> **SUPPLIED ENTRIES**
-- Opening Marker --
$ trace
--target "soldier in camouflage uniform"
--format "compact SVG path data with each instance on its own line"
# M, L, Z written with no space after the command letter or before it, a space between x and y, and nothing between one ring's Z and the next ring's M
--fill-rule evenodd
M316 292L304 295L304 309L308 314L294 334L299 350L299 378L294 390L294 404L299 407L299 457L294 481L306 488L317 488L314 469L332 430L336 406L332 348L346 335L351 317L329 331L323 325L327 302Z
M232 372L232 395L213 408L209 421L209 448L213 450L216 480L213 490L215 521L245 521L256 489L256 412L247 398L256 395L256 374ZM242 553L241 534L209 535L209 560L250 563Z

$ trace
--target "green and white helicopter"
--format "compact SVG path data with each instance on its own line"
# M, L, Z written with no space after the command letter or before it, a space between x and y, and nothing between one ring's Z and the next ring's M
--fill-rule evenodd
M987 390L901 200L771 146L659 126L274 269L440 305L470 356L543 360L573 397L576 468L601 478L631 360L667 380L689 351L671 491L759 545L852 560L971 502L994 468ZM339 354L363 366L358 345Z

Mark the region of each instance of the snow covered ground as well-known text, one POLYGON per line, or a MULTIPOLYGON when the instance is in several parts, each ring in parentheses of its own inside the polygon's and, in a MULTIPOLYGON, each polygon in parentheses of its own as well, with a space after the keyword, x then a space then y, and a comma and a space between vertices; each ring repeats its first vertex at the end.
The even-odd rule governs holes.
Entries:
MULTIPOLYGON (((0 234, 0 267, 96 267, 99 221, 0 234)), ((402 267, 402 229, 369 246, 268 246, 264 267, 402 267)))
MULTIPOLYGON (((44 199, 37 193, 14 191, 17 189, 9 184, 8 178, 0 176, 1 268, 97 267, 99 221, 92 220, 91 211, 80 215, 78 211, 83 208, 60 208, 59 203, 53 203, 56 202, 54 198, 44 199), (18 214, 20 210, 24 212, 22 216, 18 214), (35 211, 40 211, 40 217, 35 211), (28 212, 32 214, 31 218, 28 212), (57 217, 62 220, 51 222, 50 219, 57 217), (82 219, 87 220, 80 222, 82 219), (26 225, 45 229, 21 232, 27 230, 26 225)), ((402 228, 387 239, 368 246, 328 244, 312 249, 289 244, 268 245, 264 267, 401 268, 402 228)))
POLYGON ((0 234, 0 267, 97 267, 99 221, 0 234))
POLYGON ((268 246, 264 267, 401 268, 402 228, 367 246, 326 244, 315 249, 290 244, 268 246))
-- Closing Marker --
> **REQUIRED ACTION**
Set down all the entries again, word for word.

> **RESULT**
$ trace
--target "soldier in camouflage uniform"
--format "compact SVG path data with each instance on its own line"
# M, L, Z written with no space after the command letter or before it, a space between x and y, and nothing between one ring's Z and the next ring's M
--fill-rule evenodd
M316 292L304 295L304 309L308 314L294 334L299 350L299 378L294 390L294 404L299 407L299 457L294 481L306 488L317 488L314 469L332 430L336 406L332 348L346 335L351 317L329 331L323 325L327 302Z
M232 372L232 395L213 408L209 421L209 448L213 450L216 480L213 490L215 521L245 521L256 489L256 412L247 398L256 395L256 374ZM242 553L241 534L209 535L209 560L250 563Z

$ trace
--target "green and white helicopter"
--format "compact SVG path data with each instance on its own line"
# M, L, Z written with no space after the command letter or before it, a space between x and y, and nothing between one ring's Z and the next ring's M
--fill-rule evenodd
M987 390L901 200L771 146L659 126L274 269L440 305L470 356L543 360L573 397L576 468L601 478L631 360L667 380L689 351L671 491L759 545L852 560L971 502L994 468ZM339 354L363 366L358 345Z

Mark the region of each instance of the snow covered ground as well-known text, one POLYGON per line, or a MULTIPOLYGON when the instance is in several parts, each ring in parentheses of its own inside the polygon's and, in a MULTIPOLYGON, each polygon in parentheses of its own as well, with a space after the keyword, x then a space then y, and a comma and a space between vertices; each ring repeats its first vertex at the end.
The even-odd rule governs holes.
Entries:
MULTIPOLYGON (((0 234, 0 267, 96 267, 99 221, 0 234)), ((402 267, 402 229, 369 246, 268 246, 264 267, 402 267)))
MULTIPOLYGON (((44 199, 37 193, 14 191, 17 189, 9 184, 8 178, 0 176, 1 268, 97 267, 99 221, 92 220, 91 211, 80 215, 78 211, 83 208, 60 208, 59 203, 53 203, 56 202, 54 198, 44 199), (18 214, 20 210, 24 212, 22 216, 18 214), (35 211, 40 211, 40 217, 35 211), (28 212, 32 214, 31 218, 28 212), (57 217, 62 220, 51 222, 50 219, 57 217), (82 219, 87 220, 80 222, 82 219), (26 225, 45 229, 21 232, 27 230, 26 225)), ((402 228, 387 239, 368 246, 328 244, 312 249, 289 244, 268 245, 264 267, 401 268, 402 228)))
POLYGON ((0 234, 0 267, 97 267, 99 221, 0 234))
POLYGON ((268 246, 264 267, 401 268, 402 228, 367 246, 326 244, 315 249, 290 244, 268 246))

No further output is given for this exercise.